▸ WAS GEFRAGT IST: Erkläre bitte anhand des Quellenauszugs, warum Obama seine eigene Afghanistan-Strategie entwickeln musste.

▸ QUELLENAUSZUG:

************

Ein Beitrag von Anna Engelke aus der NDR-Sendereihe "Streitkräfte und Strategien"


Andreas Flocken (Moderation)
In dieser Woche hat das Bundeskabinett die Verlängerung des Bundeswehr-Mandats für Afghanistan beschlossen. Die ersten Soldaten sollen Ende dieses Jahres abgezogen werden – vorausgesetzt, die Lage lässt dies zu. So lautet der Formelkompromiss nach dem Streit zwischen Verteidigungs- und Außenminister, ob ein Abzugsdatum genannt werden sollte. Allerdings: wie es am Hindukusch weitergeht, das wird letztlich nicht in Berlin entschieden, sondern in Washington. Präsident Obama will bereits im Sommer die ersten Soldaten abziehen. Nach seinem Amtsantritt hat Obama den Afghanistan-Krieg zur Chefsache gemacht. Auch, weil er mit den von seinen Spitzenmilitärs vorgelegten Optionen unzufrieden war. Das hat der Journalist Bob Woodward in seinem Buch „Obama‘s Wars“ deutlich aufgezeigt. Das Buch erscheint in der kommenden Woche in deutscher Übersetzung. Anlass für Anna Engelke, mit Bob Woodward über Obamas Afghanistan-Strategie zu sprechen:


Manuskript Anna Engelke

Das besondere an der amerikanischen Strategie für Afghanistan ist: der Präsident höchstpersönlich hat sie erarbeitet. Im Sommer 2009 traf sich Barack Obama über Monate hinweg immer und immer wieder mit seinen wichtigsten Beratern auf der Suche nach der richtigen Strategie. Mit dem, was ihm vor allem die Militärs lieferten, war er allerdings unzufrieden, erzählt Investigativ-Journalist Bob Woodward:

O-Ton Woodward (overvoice)
„Er hat auf mehr Optionen bestanden und keine bekommen. Er sagte: ‚Das ist unakzeptabel‘.“

Bob Woodward - der durch die Enthüllung der Watergate-Affäre berühmt geworden ist - hat für sein neues Buch mit mehr als einhundert Leuten gesprochen:

O-Ton Woodward (overvoice)
„Verteidigungsminister Gates sagte:Ja, Herr Präsident. Wir schulden Ihnen eine andere Alternative. Aber er hat sie nie bekommen. Und deswegen musste er seinen eigenen Plan entwickeln.“

Denn das Militär versuchte, Obama eine höhere Truppenzahl unterzujubeln als er wollte. 40.000 Soldaten zusätzlich. Vizepräsident Biden kam aus der entgegengesetzten Richtung. Er wollte lediglich um die 10.000 Soldaten schicken, die gezielt in den Antiterrorkampf einsteigen sollten. Biden war dagegen, Aufständische im großen Rahmen zu bekämpfen. Zum Schluss hat sich Präsident Obama entnervt hingesetzt und seine eigene Afghanistan-Strategie formuliert:

O-Ton Woodward (overvoice)

************

[Zeilen mit Annotationsdaten zu Begrenzungsrahmen]
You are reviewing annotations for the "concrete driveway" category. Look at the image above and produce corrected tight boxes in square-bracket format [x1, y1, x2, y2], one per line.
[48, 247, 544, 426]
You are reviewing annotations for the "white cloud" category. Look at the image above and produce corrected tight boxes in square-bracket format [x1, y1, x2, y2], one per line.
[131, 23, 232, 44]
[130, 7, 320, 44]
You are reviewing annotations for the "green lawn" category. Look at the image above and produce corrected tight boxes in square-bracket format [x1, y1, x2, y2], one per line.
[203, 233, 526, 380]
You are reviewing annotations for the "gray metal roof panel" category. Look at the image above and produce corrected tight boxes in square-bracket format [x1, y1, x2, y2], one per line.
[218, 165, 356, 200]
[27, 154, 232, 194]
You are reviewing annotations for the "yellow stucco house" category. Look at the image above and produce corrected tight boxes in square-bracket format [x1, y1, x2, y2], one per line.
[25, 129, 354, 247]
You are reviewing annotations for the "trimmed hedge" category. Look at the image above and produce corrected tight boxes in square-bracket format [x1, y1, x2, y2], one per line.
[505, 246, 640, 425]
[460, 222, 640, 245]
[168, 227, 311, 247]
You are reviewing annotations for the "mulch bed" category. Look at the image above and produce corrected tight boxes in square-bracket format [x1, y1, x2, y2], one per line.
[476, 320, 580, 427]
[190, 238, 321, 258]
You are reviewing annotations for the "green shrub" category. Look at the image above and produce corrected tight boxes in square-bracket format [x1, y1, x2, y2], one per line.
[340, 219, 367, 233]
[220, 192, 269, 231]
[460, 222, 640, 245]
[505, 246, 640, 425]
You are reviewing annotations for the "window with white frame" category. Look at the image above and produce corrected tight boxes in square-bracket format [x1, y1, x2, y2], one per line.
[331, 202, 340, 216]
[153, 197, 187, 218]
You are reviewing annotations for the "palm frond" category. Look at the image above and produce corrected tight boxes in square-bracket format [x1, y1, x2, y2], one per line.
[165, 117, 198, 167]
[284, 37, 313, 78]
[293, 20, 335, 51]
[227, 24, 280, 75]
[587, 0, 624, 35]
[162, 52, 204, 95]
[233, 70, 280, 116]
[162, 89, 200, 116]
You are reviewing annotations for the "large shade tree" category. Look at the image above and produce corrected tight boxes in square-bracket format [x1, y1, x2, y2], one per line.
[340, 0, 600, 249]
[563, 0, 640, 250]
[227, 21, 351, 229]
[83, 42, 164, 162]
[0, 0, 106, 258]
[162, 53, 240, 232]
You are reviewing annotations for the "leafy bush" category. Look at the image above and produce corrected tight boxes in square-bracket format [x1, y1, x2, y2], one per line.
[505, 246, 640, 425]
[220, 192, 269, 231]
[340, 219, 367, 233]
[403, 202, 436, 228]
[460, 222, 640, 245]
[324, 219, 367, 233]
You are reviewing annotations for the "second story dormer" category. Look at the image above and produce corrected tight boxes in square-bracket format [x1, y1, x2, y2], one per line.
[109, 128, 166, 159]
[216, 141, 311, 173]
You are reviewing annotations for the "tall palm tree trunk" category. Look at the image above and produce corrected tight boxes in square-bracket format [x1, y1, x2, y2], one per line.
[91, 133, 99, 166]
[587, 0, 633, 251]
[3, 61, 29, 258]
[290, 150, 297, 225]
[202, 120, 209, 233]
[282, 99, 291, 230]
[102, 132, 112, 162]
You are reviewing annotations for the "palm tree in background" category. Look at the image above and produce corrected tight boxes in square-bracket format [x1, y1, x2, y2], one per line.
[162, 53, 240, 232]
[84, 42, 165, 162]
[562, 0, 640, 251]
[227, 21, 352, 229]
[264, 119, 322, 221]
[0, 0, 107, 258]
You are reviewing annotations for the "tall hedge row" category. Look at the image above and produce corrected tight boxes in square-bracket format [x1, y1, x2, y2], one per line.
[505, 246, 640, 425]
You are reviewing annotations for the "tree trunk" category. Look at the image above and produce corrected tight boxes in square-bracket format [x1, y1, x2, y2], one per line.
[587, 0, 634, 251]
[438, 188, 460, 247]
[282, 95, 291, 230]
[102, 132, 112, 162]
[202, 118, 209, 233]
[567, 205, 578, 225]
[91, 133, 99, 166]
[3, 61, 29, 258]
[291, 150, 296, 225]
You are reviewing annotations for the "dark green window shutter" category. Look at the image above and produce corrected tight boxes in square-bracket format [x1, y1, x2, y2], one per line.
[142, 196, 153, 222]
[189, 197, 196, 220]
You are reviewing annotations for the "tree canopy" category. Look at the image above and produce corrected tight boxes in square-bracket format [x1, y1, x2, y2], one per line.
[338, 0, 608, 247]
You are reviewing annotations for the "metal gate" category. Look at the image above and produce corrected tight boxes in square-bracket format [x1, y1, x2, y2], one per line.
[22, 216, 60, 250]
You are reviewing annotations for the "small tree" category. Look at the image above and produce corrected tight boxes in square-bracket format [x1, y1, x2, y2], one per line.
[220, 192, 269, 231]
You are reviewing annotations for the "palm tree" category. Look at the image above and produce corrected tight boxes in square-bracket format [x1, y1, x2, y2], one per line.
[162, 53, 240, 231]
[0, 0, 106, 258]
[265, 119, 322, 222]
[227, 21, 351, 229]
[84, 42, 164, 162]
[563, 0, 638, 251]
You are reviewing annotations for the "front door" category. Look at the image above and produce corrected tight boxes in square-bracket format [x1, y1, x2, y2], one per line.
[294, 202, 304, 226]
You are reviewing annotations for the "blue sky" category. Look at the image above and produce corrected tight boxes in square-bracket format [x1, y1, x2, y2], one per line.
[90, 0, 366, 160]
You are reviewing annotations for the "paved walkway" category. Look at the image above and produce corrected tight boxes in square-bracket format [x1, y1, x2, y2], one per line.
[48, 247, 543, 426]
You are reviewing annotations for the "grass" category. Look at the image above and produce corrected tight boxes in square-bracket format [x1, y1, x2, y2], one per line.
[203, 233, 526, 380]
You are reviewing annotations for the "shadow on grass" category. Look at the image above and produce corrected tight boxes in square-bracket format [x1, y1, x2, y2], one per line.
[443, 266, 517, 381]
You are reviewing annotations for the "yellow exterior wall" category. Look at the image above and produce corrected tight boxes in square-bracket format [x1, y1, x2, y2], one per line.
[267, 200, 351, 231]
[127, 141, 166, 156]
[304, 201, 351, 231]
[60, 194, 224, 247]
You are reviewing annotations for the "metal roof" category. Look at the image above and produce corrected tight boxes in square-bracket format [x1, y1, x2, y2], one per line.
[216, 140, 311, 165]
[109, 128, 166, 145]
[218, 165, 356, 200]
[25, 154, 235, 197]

************

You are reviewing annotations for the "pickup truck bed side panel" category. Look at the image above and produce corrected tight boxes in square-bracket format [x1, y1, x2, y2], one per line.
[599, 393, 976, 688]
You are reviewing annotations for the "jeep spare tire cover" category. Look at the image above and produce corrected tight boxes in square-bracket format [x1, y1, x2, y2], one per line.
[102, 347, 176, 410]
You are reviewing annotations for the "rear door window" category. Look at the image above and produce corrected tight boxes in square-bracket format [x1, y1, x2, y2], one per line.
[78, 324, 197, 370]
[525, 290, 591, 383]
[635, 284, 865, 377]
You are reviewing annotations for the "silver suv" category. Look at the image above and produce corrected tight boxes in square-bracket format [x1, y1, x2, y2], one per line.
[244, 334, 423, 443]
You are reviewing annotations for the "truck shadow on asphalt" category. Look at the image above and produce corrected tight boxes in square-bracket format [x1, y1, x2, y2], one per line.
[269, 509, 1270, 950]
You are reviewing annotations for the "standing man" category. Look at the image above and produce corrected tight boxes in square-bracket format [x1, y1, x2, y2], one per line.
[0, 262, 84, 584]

************

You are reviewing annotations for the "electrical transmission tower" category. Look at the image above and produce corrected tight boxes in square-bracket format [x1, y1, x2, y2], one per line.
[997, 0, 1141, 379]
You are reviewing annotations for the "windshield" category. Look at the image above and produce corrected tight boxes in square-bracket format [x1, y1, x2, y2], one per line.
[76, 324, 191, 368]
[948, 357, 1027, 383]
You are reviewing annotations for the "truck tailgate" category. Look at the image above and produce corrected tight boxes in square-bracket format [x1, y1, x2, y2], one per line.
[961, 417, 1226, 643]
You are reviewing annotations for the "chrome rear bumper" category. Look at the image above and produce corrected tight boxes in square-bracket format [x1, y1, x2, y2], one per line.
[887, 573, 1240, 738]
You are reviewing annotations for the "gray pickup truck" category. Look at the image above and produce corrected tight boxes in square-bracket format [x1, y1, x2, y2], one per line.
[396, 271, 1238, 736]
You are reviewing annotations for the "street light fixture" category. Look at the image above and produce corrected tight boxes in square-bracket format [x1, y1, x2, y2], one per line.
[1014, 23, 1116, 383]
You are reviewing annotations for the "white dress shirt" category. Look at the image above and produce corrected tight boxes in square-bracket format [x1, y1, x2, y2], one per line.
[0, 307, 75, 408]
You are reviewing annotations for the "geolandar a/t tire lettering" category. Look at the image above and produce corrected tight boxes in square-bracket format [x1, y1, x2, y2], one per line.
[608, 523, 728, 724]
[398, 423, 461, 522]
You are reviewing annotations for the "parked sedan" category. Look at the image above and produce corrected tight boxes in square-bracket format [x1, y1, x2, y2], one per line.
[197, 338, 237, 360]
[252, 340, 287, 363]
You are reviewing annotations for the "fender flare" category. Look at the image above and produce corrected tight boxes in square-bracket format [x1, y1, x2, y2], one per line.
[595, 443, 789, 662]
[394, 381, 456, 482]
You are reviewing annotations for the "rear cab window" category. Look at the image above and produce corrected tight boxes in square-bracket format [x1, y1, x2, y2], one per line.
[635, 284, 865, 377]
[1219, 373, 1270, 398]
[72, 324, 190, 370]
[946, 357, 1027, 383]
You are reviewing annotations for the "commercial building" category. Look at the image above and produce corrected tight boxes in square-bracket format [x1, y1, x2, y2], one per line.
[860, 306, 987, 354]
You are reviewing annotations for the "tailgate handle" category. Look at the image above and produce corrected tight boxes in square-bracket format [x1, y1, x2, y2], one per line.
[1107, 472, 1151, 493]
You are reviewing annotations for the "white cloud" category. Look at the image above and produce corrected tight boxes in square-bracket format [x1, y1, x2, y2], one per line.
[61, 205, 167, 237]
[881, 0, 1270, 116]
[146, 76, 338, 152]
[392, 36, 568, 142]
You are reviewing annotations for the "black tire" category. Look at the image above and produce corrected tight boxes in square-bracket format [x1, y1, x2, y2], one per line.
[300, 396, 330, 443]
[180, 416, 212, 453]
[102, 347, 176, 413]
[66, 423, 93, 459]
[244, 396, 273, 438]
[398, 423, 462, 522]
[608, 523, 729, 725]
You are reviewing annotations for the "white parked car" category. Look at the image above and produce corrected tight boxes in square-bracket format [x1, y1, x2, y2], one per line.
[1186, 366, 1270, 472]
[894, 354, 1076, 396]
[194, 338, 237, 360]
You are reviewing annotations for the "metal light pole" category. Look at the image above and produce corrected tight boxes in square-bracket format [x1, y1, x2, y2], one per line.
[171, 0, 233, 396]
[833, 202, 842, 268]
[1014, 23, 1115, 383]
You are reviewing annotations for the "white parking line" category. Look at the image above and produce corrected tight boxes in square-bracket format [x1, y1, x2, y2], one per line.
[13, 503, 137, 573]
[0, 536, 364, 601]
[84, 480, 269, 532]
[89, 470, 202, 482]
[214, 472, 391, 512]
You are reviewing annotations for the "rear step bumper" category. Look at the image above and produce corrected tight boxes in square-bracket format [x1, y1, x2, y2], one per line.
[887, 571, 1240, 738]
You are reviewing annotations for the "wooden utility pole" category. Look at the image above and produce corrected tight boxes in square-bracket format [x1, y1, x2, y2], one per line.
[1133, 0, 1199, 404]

************

▸ VOLLSTÄNDIGE LÖSUNG: Obama bestand auf mehr Optionen, bekam aber keine. Verteidigungsminister Gates räumte ein, man schulde ihm eine andere Alternative, doch diese erhielt er nie. Außerdem versuchte das Militär, ihm mit 40.000 zusätzlichen Soldaten eine höhere Truppenzahl unterzujubeln, als er wollte.